◆ **What you need to do**
Each record is to be printed again precisely as it reads.
Start of Data for processing
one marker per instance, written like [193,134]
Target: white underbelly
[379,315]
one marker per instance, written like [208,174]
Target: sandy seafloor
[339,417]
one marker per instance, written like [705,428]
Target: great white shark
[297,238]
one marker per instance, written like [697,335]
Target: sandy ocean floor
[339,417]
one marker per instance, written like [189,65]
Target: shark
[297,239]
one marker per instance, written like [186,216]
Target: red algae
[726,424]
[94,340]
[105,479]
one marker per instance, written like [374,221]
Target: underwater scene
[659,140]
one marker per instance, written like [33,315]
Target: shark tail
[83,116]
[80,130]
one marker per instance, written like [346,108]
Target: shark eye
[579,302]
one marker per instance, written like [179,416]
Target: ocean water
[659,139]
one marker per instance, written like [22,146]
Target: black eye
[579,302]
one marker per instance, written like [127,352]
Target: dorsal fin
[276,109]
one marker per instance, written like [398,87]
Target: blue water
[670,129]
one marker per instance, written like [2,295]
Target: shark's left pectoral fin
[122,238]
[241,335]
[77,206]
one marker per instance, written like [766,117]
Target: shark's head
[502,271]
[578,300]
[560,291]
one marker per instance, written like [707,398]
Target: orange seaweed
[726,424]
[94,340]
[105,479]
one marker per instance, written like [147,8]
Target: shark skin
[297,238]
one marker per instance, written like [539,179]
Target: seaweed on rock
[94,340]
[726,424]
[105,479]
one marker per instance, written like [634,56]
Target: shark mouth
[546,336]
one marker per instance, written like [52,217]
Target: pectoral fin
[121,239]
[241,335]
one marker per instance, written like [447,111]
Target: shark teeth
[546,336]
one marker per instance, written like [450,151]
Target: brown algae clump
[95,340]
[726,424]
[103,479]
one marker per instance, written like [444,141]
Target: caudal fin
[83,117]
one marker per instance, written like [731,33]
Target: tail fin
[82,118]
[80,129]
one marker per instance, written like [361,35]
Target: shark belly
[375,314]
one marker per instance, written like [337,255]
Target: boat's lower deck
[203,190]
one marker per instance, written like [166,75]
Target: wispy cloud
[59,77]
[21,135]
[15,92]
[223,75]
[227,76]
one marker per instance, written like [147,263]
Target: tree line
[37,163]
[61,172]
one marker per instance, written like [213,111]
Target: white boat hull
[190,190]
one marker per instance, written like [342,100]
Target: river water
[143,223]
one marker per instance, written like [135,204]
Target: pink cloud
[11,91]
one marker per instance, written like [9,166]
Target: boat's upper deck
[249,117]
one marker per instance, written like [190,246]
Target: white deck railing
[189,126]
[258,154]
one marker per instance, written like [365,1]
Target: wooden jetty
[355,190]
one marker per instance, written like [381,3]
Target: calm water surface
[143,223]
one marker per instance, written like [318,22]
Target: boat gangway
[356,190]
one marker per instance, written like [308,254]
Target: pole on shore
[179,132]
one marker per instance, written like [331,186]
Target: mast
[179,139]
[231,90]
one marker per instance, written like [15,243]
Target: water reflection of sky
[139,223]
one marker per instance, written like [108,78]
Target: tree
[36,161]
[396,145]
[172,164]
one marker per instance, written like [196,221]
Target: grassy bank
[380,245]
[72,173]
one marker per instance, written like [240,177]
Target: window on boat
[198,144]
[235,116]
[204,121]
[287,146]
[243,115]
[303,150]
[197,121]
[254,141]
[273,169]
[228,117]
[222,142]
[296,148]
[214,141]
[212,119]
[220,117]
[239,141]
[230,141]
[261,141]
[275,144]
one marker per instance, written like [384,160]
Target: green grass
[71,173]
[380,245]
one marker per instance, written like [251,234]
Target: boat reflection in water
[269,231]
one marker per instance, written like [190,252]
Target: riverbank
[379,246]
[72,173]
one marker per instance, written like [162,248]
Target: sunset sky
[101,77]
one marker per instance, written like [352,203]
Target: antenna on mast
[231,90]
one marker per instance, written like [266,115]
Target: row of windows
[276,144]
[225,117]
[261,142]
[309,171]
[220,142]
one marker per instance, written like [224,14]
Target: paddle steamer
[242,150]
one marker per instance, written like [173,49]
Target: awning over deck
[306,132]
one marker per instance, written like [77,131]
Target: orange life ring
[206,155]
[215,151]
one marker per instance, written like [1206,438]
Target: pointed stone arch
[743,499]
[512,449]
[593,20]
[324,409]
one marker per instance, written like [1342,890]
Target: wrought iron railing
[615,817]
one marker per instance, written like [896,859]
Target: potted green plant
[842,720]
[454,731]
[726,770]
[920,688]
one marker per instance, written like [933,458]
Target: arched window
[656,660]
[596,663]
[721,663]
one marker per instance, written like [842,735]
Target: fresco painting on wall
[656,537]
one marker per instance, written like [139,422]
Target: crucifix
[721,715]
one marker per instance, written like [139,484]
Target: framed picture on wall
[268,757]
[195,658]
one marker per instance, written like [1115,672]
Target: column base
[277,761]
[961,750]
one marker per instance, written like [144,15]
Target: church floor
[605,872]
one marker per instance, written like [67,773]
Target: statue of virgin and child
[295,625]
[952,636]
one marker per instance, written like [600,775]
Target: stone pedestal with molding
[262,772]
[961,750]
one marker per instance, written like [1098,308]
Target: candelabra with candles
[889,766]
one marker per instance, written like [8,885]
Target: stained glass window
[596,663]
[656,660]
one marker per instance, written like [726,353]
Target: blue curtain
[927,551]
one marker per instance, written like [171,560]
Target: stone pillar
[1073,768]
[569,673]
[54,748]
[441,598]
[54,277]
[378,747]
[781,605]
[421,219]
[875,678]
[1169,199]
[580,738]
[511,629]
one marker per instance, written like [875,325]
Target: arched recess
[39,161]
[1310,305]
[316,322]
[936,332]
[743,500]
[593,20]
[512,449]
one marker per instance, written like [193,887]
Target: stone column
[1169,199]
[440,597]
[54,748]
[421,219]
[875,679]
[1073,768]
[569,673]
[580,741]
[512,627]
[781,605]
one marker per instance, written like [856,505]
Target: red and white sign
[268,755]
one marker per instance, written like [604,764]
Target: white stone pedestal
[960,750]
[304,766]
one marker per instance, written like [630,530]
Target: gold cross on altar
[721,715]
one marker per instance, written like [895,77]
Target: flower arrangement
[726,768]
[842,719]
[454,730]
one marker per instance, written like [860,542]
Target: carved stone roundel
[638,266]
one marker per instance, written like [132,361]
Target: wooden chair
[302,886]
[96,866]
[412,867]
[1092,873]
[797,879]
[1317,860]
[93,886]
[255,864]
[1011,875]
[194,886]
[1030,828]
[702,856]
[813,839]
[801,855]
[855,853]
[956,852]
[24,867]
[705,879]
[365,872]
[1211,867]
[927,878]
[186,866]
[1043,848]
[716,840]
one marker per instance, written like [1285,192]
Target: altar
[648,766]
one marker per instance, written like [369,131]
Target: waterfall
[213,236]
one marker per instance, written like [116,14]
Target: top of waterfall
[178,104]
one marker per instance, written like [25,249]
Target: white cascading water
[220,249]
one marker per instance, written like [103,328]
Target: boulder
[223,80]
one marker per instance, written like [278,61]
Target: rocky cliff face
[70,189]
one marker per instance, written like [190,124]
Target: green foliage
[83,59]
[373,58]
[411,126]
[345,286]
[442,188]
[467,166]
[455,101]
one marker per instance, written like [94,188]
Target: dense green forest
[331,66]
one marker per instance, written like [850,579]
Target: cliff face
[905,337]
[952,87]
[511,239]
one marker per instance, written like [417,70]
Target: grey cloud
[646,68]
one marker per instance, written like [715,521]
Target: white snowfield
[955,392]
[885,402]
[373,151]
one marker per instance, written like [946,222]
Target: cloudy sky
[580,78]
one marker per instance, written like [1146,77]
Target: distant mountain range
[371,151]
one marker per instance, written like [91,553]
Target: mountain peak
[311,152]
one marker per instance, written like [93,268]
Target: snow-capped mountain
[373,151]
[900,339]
End of Data for processing
◆ **Result**
one marker per instance, written like [193,134]
Target: white underbelly
[379,315]
one marker per instance, written like [208,174]
Target: sandy seafloor
[339,417]
one marker per instance, written like [705,428]
Target: great white shark
[297,238]
one marker per instance, written like [697,335]
Target: sandy ocean floor
[339,417]
one marker per instance, written like [189,65]
Target: shark
[297,239]
one marker per instance, written like [186,216]
Target: red algae
[726,424]
[94,340]
[105,479]
one marker per instance, written like [374,221]
Target: underwater scene
[659,140]
one marker per instance, written like [33,315]
Target: shark tail
[83,116]
[80,130]
one marker per instance, written like [346,108]
Target: shark eye
[579,302]
one marker per instance, written like [179,416]
Target: ocean water
[659,139]
one marker per instance, written like [22,146]
Target: black eye
[579,302]
one marker per instance, written like [127,352]
Target: dorsal fin
[276,109]
one marker per instance, written like [398,87]
Target: blue water
[670,129]
one marker per instance, written like [2,295]
Target: shark's left pectoral fin
[122,238]
[241,335]
[77,206]
one marker per instance, written like [766,117]
Target: shark's head
[502,271]
[578,300]
[560,291]
one marker per instance, written like [707,398]
Target: orange seaweed
[726,424]
[94,340]
[105,479]
one marker per instance, written like [147,8]
Target: shark skin
[297,238]
one marker per instance, written like [539,179]
Target: seaweed on rock
[94,340]
[726,424]
[105,479]
one marker per instance, written like [634,56]
Target: shark mouth
[546,336]
one marker per instance, written like [52,217]
Target: pectoral fin
[121,239]
[241,335]
one marker per instance, written like [447,111]
Target: shark teeth
[546,336]
one marker per instance, written like [450,151]
Target: brown algae clump
[95,340]
[726,424]
[103,479]
one marker per instance, written like [444,141]
Target: caudal fin
[83,117]
one marker per instance, written like [731,33]
Target: tail fin
[82,118]
[80,129]
one marker per instance, written like [361,35]
Target: shark belly
[375,314]
one marker per instance, written like [337,255]
Target: boat's lower deck
[203,190]
one marker per instance, written like [166,75]
Target: wispy cloud
[59,77]
[21,135]
[15,92]
[223,75]
[227,76]
one marker per instance, written like [147,263]
Target: tree line
[37,163]
[61,172]
one marker per instance, written like [213,111]
Target: white boat hull
[190,190]
one marker per instance, written like [342,100]
Target: river water
[143,223]
one marker per instance, written like [135,204]
Target: pink cloud
[11,91]
one marker per instance, written like [9,166]
Target: boat's upper deck
[249,117]
one marker per instance, written like [190,246]
Target: white deck railing
[189,126]
[258,154]
one marker per instance, written like [365,1]
Target: wooden jetty
[355,190]
one marker per instance, written like [381,3]
Target: calm water surface
[143,223]
one marker per instance, written like [318,22]
Target: boat gangway
[356,190]
one marker per instance, written like [308,254]
Target: pole on shore
[179,132]
one marker per instance, written like [331,186]
Target: mast
[179,139]
[231,90]
one marker per instance, written like [15,243]
Target: water reflection of sky
[139,223]
one marker per instance, written like [108,78]
Target: tree
[36,161]
[396,145]
[172,164]
one marker per instance, written like [196,221]
Target: grassy bank
[380,245]
[72,173]
one marker per instance, written like [240,177]
Target: window on boat
[198,144]
[235,116]
[204,121]
[287,146]
[243,115]
[303,150]
[197,121]
[254,141]
[273,169]
[228,117]
[222,142]
[296,148]
[214,141]
[212,119]
[220,117]
[239,141]
[230,141]
[261,141]
[275,144]
one marker per instance, written like [384,160]
Target: green grass
[71,173]
[380,245]
one marker per instance, written like [251,234]
Target: boat reflection in water
[269,231]
one marker per instance, written like [190,252]
Target: riverbank
[379,246]
[72,173]
one marker per instance, written like [162,248]
Target: sunset sky
[101,77]
one marker per instance, written like [352,203]
Target: antenna on mast
[231,90]
one marker per instance, written like [266,115]
Target: row of windows
[276,144]
[225,117]
[261,142]
[309,171]
[220,142]
one marker per instance, written like [224,14]
Target: paddle steamer
[242,150]
one marker per instance, written like [173,49]
Target: awning over deck
[306,132]
one marker per instance, written like [77,131]
Target: orange life ring
[206,155]
[215,151]
one marker per instance, written like [1206,438]
Target: pointed stone arch
[743,499]
[512,449]
[593,20]
[324,409]
one marker per instance, written like [1342,890]
Target: wrought iron railing
[615,817]
one marker per instance, written like [896,859]
Target: potted green plant
[842,720]
[454,731]
[726,770]
[920,688]
one marker per instance, written like [933,458]
Target: arched window
[656,660]
[596,663]
[721,663]
one marker per instance, written like [842,735]
Target: fresco painting on wall
[656,537]
one marker per instance, written like [139,422]
Target: crucifix
[721,715]
one marker per instance, written like [139,484]
Target: framed picture on wall
[268,757]
[195,658]
one marker per instance, written like [1115,672]
Target: column base
[277,761]
[961,750]
one marker per instance, written like [144,15]
Target: church floor
[605,872]
one marker per instance, written like [67,773]
Target: statue of virgin and child
[295,625]
[952,636]
one marker per instance, written like [600,775]
Target: stone pedestal with molding
[262,772]
[961,750]
one marker per instance, written like [1098,308]
Target: candelabra with candles
[889,766]
one marker per instance, written like [8,885]
Target: stained glass window
[596,663]
[656,660]
one marker per instance, written like [726,353]
Target: blue curtain
[927,551]
one marker per instance, written like [171,560]
Target: stone pillar
[1073,768]
[569,673]
[54,748]
[441,598]
[54,277]
[378,747]
[781,605]
[421,219]
[875,678]
[1169,199]
[580,738]
[511,629]
one marker per instance, written like [875,325]
Target: arched recess
[39,161]
[1310,305]
[316,322]
[936,332]
[743,500]
[593,20]
[512,449]
one marker per instance, written like [193,887]
Target: stone column
[1169,199]
[440,597]
[54,748]
[421,219]
[875,679]
[1073,768]
[569,673]
[580,741]
[512,627]
[781,605]
one marker per instance, written like [856,505]
Target: red and white sign
[268,755]
one marker per instance, written like [604,764]
Target: white stone pedestal
[960,750]
[304,766]
one marker per instance, written like [630,530]
Target: gold cross on altar
[721,715]
one marker per instance, written like [895,77]
Target: flower arrangement
[726,768]
[842,719]
[454,730]
one marker per instance, written like [860,542]
Target: carved stone roundel
[638,266]
one marker per instance, written like [132,361]
Target: wooden chair
[302,886]
[96,866]
[412,867]
[1092,873]
[797,879]
[1317,860]
[93,886]
[255,864]
[1011,875]
[194,886]
[1030,828]
[702,856]
[813,839]
[801,855]
[855,853]
[956,852]
[24,867]
[705,879]
[365,872]
[1211,867]
[927,878]
[186,866]
[1043,848]
[716,840]
one marker per instance, written like [1285,192]
Target: altar
[648,766]
one marker per instance, written like [369,131]
Target: waterfall
[213,236]
one marker per instance, written like [116,14]
Target: top of waterfall
[178,104]
one marker per instance, written like [25,249]
Target: white cascading water
[220,249]
one marker per instance, written like [103,328]
Target: boulder
[223,80]
one marker per instance, written like [278,61]
Target: rocky cliff face
[70,189]
one marker per instance, written like [190,124]
Target: green foliage
[83,59]
[373,58]
[411,126]
[345,286]
[442,188]
[467,166]
[455,101]
one marker per instance, written like [94,188]
Target: dense green forest
[331,66]
one marker per instance, written like [850,579]
Target: cliff face
[905,337]
[952,87]
[511,239]
one marker per instance, written like [417,70]
Target: grey cloud
[646,68]
one marker per instance, written like [715,521]
Target: white snowfield
[955,392]
[885,402]
[373,151]
one marker per instance, written like [946,222]
Target: cloudy sky
[580,78]
one marker per instance, written like [1146,77]
Target: distant mountain range
[371,151]
one marker per instance, written like [91,553]
Target: mountain peak
[311,152]
one marker per instance, written like [93,268]
Target: snow-capped mountain
[373,151]
[900,339]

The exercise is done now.